Put the material below into a numbered list with one line per item, dropping any blank lines and leaving out the pictures.
— START Information shown —
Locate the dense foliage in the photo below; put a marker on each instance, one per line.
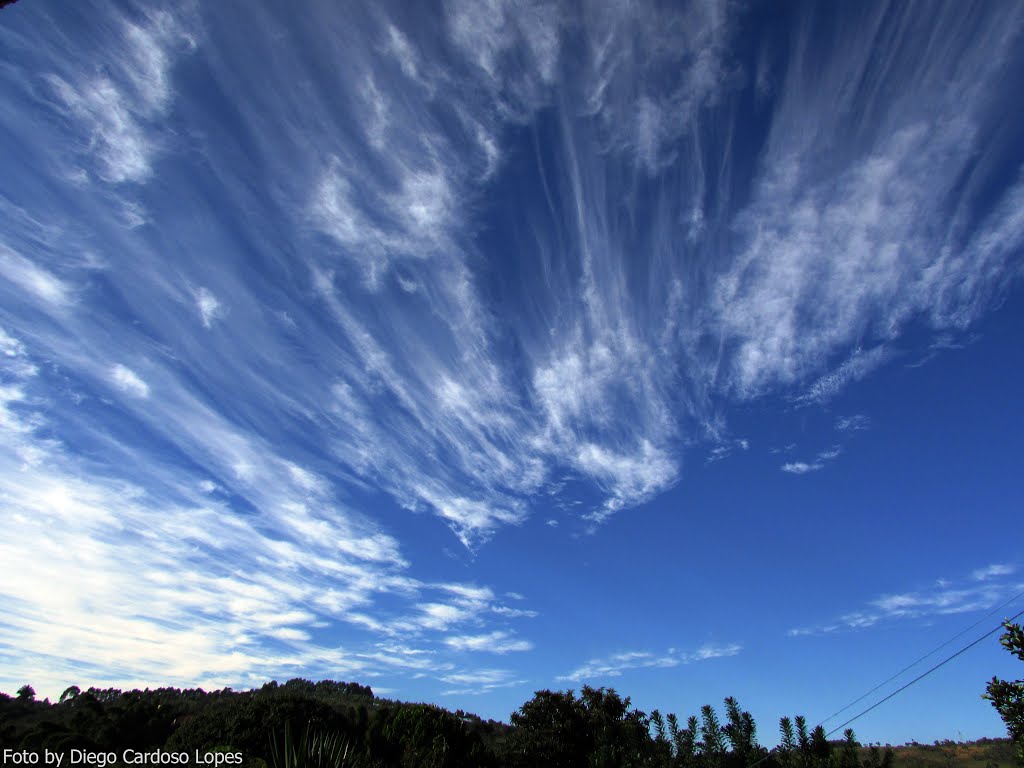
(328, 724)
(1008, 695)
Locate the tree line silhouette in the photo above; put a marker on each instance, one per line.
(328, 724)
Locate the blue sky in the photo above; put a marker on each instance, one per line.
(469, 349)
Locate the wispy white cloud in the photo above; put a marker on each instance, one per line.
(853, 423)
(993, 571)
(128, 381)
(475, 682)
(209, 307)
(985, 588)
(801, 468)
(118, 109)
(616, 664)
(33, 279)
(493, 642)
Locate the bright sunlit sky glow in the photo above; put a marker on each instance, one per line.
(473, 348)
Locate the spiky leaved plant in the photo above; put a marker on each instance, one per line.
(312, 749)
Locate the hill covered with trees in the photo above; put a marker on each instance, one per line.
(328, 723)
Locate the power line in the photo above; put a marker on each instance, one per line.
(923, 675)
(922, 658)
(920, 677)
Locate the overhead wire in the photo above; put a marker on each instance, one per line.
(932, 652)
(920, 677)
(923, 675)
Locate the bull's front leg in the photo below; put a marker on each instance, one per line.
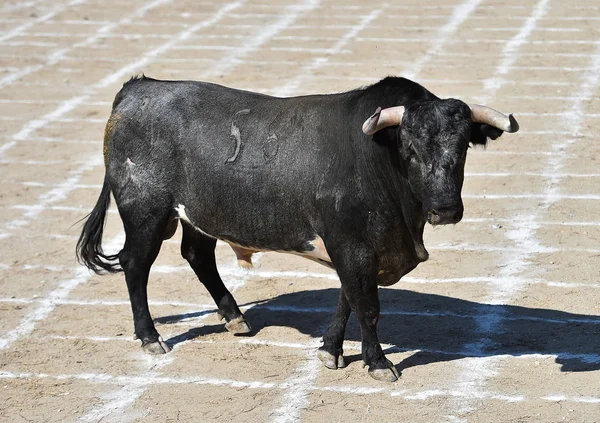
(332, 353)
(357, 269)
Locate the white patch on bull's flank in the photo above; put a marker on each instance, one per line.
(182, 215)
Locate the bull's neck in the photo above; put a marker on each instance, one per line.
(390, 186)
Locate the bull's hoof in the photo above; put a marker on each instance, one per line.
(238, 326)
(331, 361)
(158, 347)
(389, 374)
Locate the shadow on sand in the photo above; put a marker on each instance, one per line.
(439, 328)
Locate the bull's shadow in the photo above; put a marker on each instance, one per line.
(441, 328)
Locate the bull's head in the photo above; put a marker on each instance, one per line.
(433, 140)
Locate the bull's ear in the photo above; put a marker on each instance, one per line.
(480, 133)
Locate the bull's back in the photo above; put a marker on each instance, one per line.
— END Information shown —
_Solution below_:
1. Locate the dense foliage in the photo below; put a marker on each instance, one per line.
2. (328, 724)
3. (1008, 695)
4. Locate the tree line silhouette in the photo above; put a marker on each instance, one per line.
5. (328, 724)
6. Locate the blue sky in the photo above; put a marker on each instance, one per line.
7. (469, 349)
8. Locate the wispy white cloud in the photo above; put a marker on each instance, one per line.
9. (853, 423)
10. (993, 571)
11. (128, 381)
12. (475, 682)
13. (209, 307)
14. (985, 588)
15. (801, 468)
16. (118, 109)
17. (616, 664)
18. (33, 279)
19. (493, 642)
20. Locate the bright sunlit sky glow in the photo above; put a marker on each instance, one per line.
21. (473, 348)
22. Locate the spiky leaved plant in the photo above; put a marker on each instance, one per line.
23. (312, 749)
24. Locate the hill covered with trees in the photo above; put a marker on each instance, one per line.
25. (328, 723)
26. Locate the power line in the photo above; put a marker on each instance, one per line.
27. (923, 675)
28. (922, 658)
29. (920, 677)
30. Locate the overhead wire in the photo above; put a marker on each instance, one per line.
31. (932, 652)
32. (920, 677)
33. (923, 675)
34. Locate the bull's front leg in the photo below; put a marker on each instance, one per line.
35. (332, 353)
36. (357, 269)
37. Locate the white patch on bull's flank in the photo above; put a marker on each instance, one per line.
38. (182, 215)
39. Locate the bull's neck in the photo above; put a marker on each instance, one per line.
40. (390, 186)
41. Locate the bull's hoof in the photo above; put a marker on each instance, one per line.
42. (238, 326)
43. (331, 361)
44. (158, 347)
45. (389, 374)
46. Locate the shadow on sand in the photo above; put a marker on each instance, one per line.
47. (439, 328)
48. Locate the bull's shadow in the photo above; put a marker on each instance, one per line.
49. (441, 328)
50. Locate the bull's head in the photo above; put a marker on each instance, one per line.
51. (433, 140)
52. Locate the bull's ear in the photo above; put a marker on each instance, one per line.
53. (480, 133)
54. Locate the bull's back in the photo above; put a marker on each instance, one per line.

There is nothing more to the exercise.